Copy everything in the blog post below from "6 - Actually" down to "a typo. :-)", swapping "typo" for "misspelling" each time it appears.

[Begin Text section]

As I have mentioned in From Seattle (USA) to Coimbatore (India) in June? You betcha! , I will be at Tamil Internet 2010 in Kovai next month, and various other places throughout India. I now have my letters and my visa plus everything else I need. And I am very excited about that. I remembered the Next time, just bring one laptop, Mr. Michael! lesson and am somehow bringing just one laptop this time. Oh, and one iBot, which is neither PC nor Mac5.
Also, for the record, speaking specifically to the points raised in Tamil language support in Windows? You can't SHRII-k yet, but it's getting better, they still did not add SHA to the keyboard, either to fix the SHRII or to just add the letter. Thank goodness for the typography team adding the support, though I occasionally hear rumors of opinions some native speakers have on Latha itself that I'd love to get someone to describe on the record. :-)
1 - Though I am going to convert one of my self-hosting machines into a build machine so I can make a 64-bit version for me at least2.
2 - No I cannot send it to anyone, sorry. Being a full-time employee in the Windows org does have some advantages3
3 - I also have my own version of Notepad that makes writing a UTF-8 BOM optional!
4 - Though as I have discussed previously, Tamil does have a more or less world-wide convention of using the Aaytham as an "F" in loasn words that require the sound,
5 - whose LIP was also recently released, as I mentioned in Are MALAYALAM KA & TAMIL KA confusable? Only if you think "all those Dravidians look alike" !
6 - Actually it is more of a custom Linux distro on custom hardware, so probably closer in lineage to a PC.
Gwyn on 9 May 2010 2:12 PM:
Is "etric" a real word, or a typo? It looks like it really should be some kind of cool obscurity, but really I think you may have meant "metric". Pity though.
Michael S. Kaplan on 9 May 2010 5:52 PM:
That was a typo. :-)
Fixed now....
Mihai on 10 May 2010 7:37 PM:
"Though I am going to convert one of my self-hosting machines into a build machine so I can make a 64-bit version for me at least."
I keep asking myself for a while: what would it take for someone to create his own MUI/LIP? Creating it is not the hard part, but being recognized by Windows...

[End Text section]
[Begin Material]

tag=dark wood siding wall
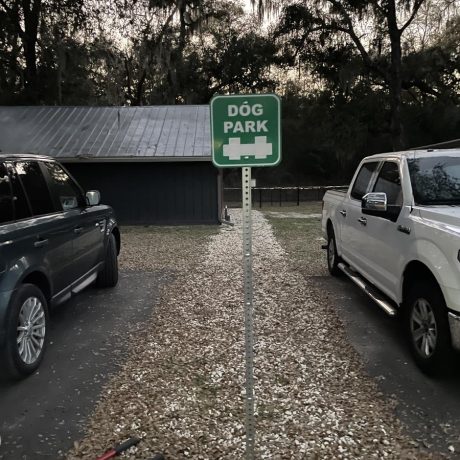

[End Material]

Output for this exercise |
6 - Actually it is more of a custom Linux distro on custom hardware, so probably closer in lineage to a PC.
Gwyn on 9 May 2010 2:12 PM:
Is "etric" a real word, or a misspelling? It looks like it really should be some kind of cool obscurity, but really I think you may have meant "metric". Pity though.
Michael S. Kaplan on 9 May 2010 5:52 PM:
That was a misspelling. :-)